▶ WHAT YOU WILL DO
• A. Decide whether each statement below agrees with the patent excerpt on intelligibility feedback. Answer yes or no for each, and quote the words of the excerpt that settle it. (i) The second microphone is located where the audience is. (ii) The feedback light is to be placed at the front of the auditorium. (iii) The background section attributes poor intelligibility partly to the room.
• B. Write the next portion of the patent excerpt on intelligibility feedback, continuing after its final sentence.

▶ SUPPLIED TEXT
* * * *
12. System according to claim 6, the processing means being arranged to fit the measured enveloping spectra to an anticipated form and to control the generation of said intelligibility feedback signal in dependency of the fitting error.

13. System according to claim 1, the processing means being arranged to control the generation of said intelligibility feedback signal in dependency of the signal level output by the first or second microphone.

Description:

Title: System for giving intelligibility feedback to a speaker

Field

The invention concerns a system for the improvement of the intelligibility of speakers addressing a target audience.

Background Speaking intelligibly in public is an art. Although every public speaking course devotes some attention to this aspect ("please think about the back row"), various reasons can be given for why a speaker may be poorly intelligible. In part this will have to do with the speaker himself (speech style, speaking speed, volume), but on the other hand it may have to do with the room (e.g. ventilation or traffic noise etc.) and the quality of the speaking facility. Everyone knows examples of lectures or speeches where the speaker was totally unintelligible to half of his audience.

Summary

One aim of the invention is to provide a system for giving intelligibility feedback to a speaker, speaking for a —real or imaginary (e.g. in a test or preparation situation) - audience, comprising an (at least) first microphone at the speaker's location and an (at least) second microphone at the audience's location, said first and second microphone being connected to processing means which are arranged to compute in real-time or nearly real-time, a speech transmission index value based on the (at least) first microphone's signal and the (at least) second microphone's signal and to convey an intelligibility feedback signal to the speaker when the speech transmission index value lies within a certain range or an intelligibility feedback signal when said speech transmission index value lies outside a certain range.

Said intelligibility feedback signal may be in the form of e.g. a green light, visible for the speaker concerned, when the intelligibility value lies within a range which corresponds to a good intelligibility, or e.g. a (for instance blinking) red light when the intelligibility value lies outside that range, corresponding to a insufficient intelligibility. When the speaker sees that the light is green (s)he knows that (s)he is clearly understood. If the light turns red, then (s)he has to talk more clearly,

louder, slower or better into the microphone. Such a "speech intelligibility light" (although the intelligibility feedback signal may be output in a different form then a green/red light), for example, can be placed in the rear of the auditorium or even in various places spread throughout the hall.
* * * *
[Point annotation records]
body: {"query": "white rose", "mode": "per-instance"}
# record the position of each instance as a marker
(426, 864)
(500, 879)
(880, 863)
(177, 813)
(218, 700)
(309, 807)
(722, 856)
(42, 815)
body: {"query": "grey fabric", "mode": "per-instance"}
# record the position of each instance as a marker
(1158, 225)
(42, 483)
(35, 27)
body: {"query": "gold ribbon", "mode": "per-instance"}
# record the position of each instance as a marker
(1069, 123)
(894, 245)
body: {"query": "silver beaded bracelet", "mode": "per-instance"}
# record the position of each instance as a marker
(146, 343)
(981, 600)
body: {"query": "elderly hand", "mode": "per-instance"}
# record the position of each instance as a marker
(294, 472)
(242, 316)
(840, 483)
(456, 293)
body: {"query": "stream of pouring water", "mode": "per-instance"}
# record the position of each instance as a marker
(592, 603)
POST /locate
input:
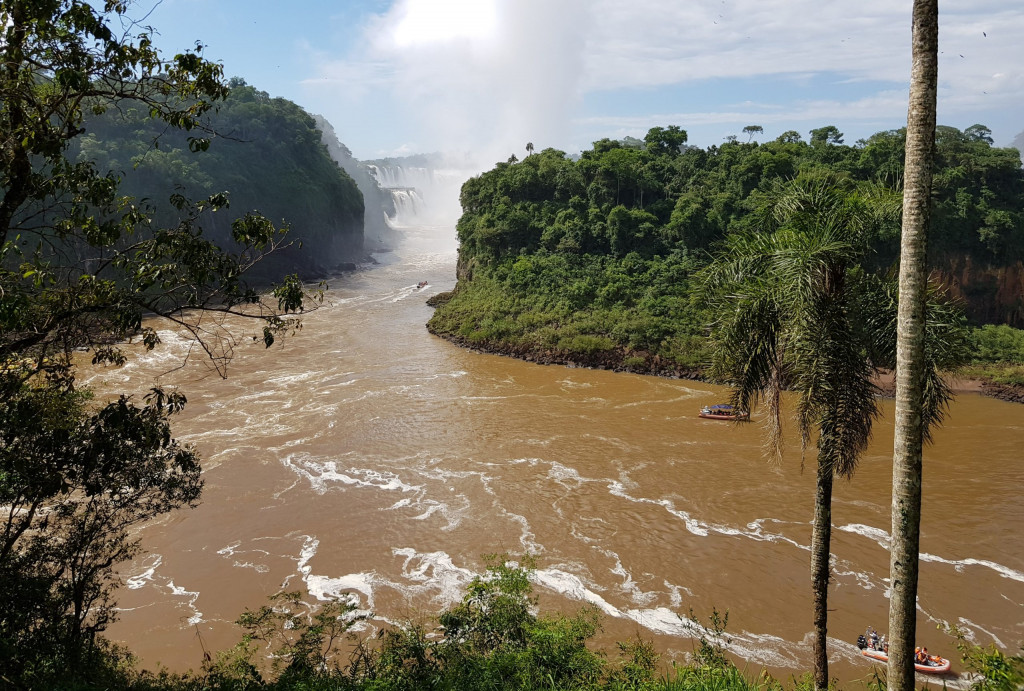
* * * *
▶ TASK-BY-TASK ANSWERS
• A.
(i) Yes: "an (at least) second microphone at the audience's location"
(ii) No: "can be placed in the rear of the auditorium or even in various places spread throughout the hall"
(iii) Yes: "it may have to do with the room (e.g. ventilation or traffic noise etc.)"

• B.
The algorithm which may be used by the processing means - arranged to compute a (near) real-time intelligibility value based on the signals of the first and second microphones - may be based on the so-called Speech Transmission Index (STI), varying from 0 (completely unintelligible) to 1 (perfect intelligibility), which gives a speech transmission quality value. In STI testing, speech may be modelled by a test signal with speech-like characteristics. According to the STI concept speech can be described as a fundamental waveform that is modulated by low-frequency signals. STI employs a complex amplitude modulation scheme to generate its test signal. At the receiving end of the transmission path, the depth of modulation of the received signal is compared with that of the test signal in a number of frequency bands. Reductions in the modulation depth are associated with loss of intelligibility .

Derived from the STI method are the Rapid Speech Transmission Index (RASTI) and the Speech Intelligibility Index (SII).

Chi Taishih er al: "Spectro-temporal modulation treansfer functions and speech intelligibility" Journal of the acoustical society of America, AIP Acoustical society of America, melvill, Ny, US, vol 1-6, no 5 November 1999 (1999-1) pages 2719-2732 is concerned with a MTF analyses and discusses speech transfer properties using a spectro-temporal modulation index in two situations (1) determining the quality of a transmission medium and (2) assessing the intelligibility of a given noisy speech sample. However, the resulting speech intelligibility signal value p is used to test the transmission properties of the medium or the quality of a noisy speech signal and is not based on a real time generated intelligibility signal, to speak more clearly, in terms of a predetermined acceptable range intelligibility values which are conveyed to him in the form of a speech intelligibility signal.

In addition, US2005/135637 is concerned with speech intelligibility measurements, using a system having primary and secondary microphones. However, the setup is

used to evaluate intelligibility of audio output from the loudspeakers; not for realtime conveying this output as a cross intelligibility value signal to a speaker.

In addition, the publication, (Sanchez Bote et al: "a real-time auditory-based microphone array assessed with e-rasti evaluation proposal", 2003 IEEE International conference on acoustics, speech, and signal processing. Proceedings, (ICASSP) Honkon, april 6-10, VoI 1 of 6, April 6 2003, pages V477-V480) discusses a real-time auditory based microphone array. This nested microphone array enhances the acoustic properties of speech transmission, through reverberation analysis and adjustment. A Modified Wiener Method is described showing some similarities in the phase weighted MTF approach of the present invention. It does not disclose or suggest to use a phase-weighted modified transfer function as an intelligibility indicator for conveying an intelligibility feedback signal to a speaker.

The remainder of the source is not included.